* GOAL 1
Answer these questions from the section on variables used, one answer a line, marked alike:
(a) Which field in the NLRI part of ADV is MH-ID set to?
(b) What value will the VE Block Offset field typically have?
(c) Under what condition does ACS equal 1?

* DOCUMENT SEGMENT

* * *

3.3.2.  Variables Used

3.3.2.1.  RD

   RD is simply set to the Route Distinguisher field in the NLRI part of
   ADV.

3.3.2.2.  MH-ID

   MH-ID is simply set to the VE-ID field in the NLRI part of ADV.

3.3.2.3.  VBO

   VBO is simply set to the VE Block Offset field in the NLRI part of
   ADV.  This field will typically be zero.

3.3.2.4.  DOM

   This variable, indicating the VPLS domain to which ADV belongs, is
   derived by applying BGP policy to the Route Target extended
   communities in ADV.  The details of how this is done are outside the
   scope of this document.

3.3.2.5.  ACS

   ACS is the status of the attachment circuits for a given site of a
   VPLS.  ACS = 1 if all attachment circuits for the site are down, and
   0 otherwise.

   For BGP-based Multi-homing, ADV MUST contain an L2-info extended
   community; within this community are control flags.  One of these
   flags is the 'D' bit, described in [I-D.kothari-l2vpn-auto-site-id].
   ACS is set to the value of the 'D' bit in ADV.

* * *

* GOAL 2
In the records, reproduce everything from the line containing "shape [[571, 51]]." down to the line containing "[[131, 290], [126, 303]]", switching "Guideline" to "Rule" and leaving all else unchanged.

* DATA RECORDS
* * *

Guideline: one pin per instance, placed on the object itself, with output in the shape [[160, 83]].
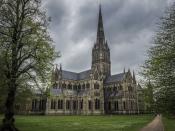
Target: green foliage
[[160, 66], [26, 50]]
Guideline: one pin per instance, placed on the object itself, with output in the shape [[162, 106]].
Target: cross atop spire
[[100, 29]]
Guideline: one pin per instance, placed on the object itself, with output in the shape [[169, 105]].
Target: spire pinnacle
[[100, 29]]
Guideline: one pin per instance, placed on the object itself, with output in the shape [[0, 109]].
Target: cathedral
[[94, 91]]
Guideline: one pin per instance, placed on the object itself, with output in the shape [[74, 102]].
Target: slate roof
[[75, 76], [114, 78]]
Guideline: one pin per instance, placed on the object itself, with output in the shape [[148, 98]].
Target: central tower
[[101, 64]]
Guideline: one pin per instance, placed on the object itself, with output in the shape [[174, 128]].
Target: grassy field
[[169, 124], [82, 123]]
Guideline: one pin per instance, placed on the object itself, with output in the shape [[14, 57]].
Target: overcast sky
[[129, 28]]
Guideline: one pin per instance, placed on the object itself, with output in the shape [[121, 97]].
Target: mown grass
[[82, 123], [169, 124]]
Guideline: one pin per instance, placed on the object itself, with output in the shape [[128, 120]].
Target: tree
[[160, 65], [26, 49]]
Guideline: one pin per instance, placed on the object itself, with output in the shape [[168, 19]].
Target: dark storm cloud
[[129, 28]]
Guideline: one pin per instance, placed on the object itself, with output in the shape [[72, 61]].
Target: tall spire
[[100, 29]]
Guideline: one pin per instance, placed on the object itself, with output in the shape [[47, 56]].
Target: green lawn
[[169, 124], [82, 123]]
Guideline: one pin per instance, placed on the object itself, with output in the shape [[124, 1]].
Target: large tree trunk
[[8, 121]]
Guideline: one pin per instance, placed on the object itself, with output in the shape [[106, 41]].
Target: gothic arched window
[[97, 104]]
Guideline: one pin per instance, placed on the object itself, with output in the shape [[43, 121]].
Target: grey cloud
[[129, 28]]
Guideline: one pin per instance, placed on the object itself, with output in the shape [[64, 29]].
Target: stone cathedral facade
[[93, 91]]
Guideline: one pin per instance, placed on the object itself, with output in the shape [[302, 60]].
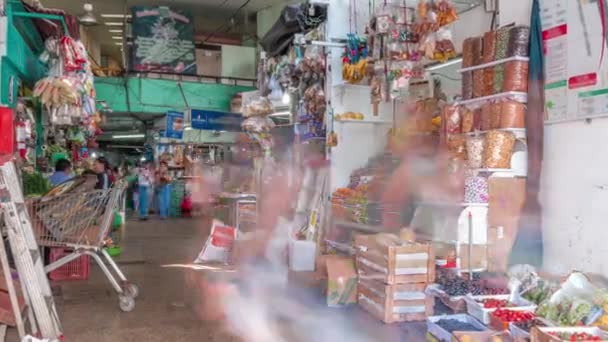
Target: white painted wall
[[574, 185], [238, 61]]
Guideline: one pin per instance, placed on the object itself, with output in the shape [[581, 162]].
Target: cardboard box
[[341, 284], [395, 303], [405, 264], [461, 252]]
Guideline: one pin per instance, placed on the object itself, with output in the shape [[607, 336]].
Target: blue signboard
[[216, 121], [175, 125]]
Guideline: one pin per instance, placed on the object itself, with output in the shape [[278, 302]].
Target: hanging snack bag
[[475, 151], [498, 150], [218, 244], [452, 119], [513, 114]]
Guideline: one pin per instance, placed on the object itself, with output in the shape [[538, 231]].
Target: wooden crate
[[394, 303], [408, 264]]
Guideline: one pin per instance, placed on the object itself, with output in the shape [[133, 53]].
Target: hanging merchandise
[[354, 60], [498, 150]]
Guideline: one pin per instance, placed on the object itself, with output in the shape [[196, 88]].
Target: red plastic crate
[[77, 269]]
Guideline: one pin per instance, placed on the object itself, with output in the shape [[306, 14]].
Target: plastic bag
[[218, 244]]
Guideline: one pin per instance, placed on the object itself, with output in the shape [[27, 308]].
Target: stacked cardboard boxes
[[393, 277]]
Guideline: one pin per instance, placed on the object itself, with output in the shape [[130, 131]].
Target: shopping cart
[[81, 221]]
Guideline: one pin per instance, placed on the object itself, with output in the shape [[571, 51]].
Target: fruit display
[[528, 325], [565, 336], [452, 325], [492, 303], [349, 116], [541, 292], [567, 312], [508, 315]]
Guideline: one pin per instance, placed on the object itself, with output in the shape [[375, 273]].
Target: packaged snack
[[498, 150]]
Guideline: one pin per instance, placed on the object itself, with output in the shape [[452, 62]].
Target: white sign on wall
[[576, 65]]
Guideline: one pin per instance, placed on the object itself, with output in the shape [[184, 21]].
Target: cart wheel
[[131, 290], [126, 303]]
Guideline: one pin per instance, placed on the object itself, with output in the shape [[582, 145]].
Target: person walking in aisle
[[63, 172], [144, 180], [164, 192]]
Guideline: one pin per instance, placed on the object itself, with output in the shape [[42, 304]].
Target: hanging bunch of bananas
[[354, 61]]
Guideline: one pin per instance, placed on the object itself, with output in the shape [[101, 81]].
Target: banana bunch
[[354, 73]]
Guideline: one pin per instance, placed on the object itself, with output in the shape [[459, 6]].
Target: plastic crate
[[77, 269]]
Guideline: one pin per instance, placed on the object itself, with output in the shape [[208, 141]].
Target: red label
[[556, 31], [582, 81], [223, 236]]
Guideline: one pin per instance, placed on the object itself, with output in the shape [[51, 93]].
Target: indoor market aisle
[[89, 310]]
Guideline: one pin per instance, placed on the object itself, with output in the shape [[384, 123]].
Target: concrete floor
[[164, 310]]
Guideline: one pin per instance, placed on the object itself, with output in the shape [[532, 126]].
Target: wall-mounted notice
[[576, 65]]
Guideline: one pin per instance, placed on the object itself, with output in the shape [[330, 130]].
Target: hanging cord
[[355, 15]]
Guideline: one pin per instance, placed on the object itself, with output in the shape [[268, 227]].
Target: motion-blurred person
[[164, 189], [144, 181], [63, 172], [100, 167]]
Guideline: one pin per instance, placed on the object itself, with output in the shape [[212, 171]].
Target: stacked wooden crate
[[393, 277]]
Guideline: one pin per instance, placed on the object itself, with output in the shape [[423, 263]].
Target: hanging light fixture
[[87, 18]]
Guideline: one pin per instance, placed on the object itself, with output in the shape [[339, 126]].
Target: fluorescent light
[[128, 136], [105, 15], [443, 65], [285, 113]]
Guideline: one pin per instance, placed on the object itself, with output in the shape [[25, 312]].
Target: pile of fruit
[[492, 303], [528, 325], [451, 325], [575, 336], [542, 291], [506, 315], [565, 313]]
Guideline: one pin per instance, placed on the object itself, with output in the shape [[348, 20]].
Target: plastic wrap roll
[[489, 46], [452, 117], [512, 114], [457, 146], [478, 85], [476, 190], [467, 85], [474, 147], [519, 40], [488, 80], [471, 51], [467, 121], [502, 44], [486, 117], [495, 114], [516, 76], [498, 149]]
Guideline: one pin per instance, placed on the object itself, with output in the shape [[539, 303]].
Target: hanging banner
[[175, 125], [216, 121], [576, 72], [163, 40]]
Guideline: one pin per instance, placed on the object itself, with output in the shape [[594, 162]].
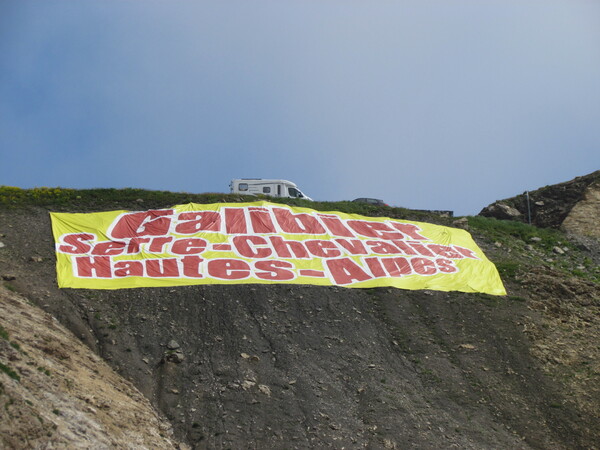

* * *

* CORRECT RESULT 1
(a) The VE-ID field.
(b) Zero.
(c) When all attachment circuits for the site are down.

* CORRECT RESULT 2
Rule: one pin per instance, placed on the object itself, with output in the shape [[571, 51]].
Target: fruit display
[[528, 325], [565, 336], [452, 325], [492, 303], [349, 116], [541, 292], [567, 312], [508, 315]]
Rule: one pin per instance, placed on the object itself, with output in the shape [[375, 273]].
Target: packaged snack
[[498, 150]]
Rule: one pin per instance, placed on the object itself, with output in the shape [[452, 62]].
Target: white sign on wall
[[576, 65]]
Rule: one pin per instance, placed on the object itself, with output in the shape [[184, 21]].
Target: cart wheel
[[131, 290], [126, 303]]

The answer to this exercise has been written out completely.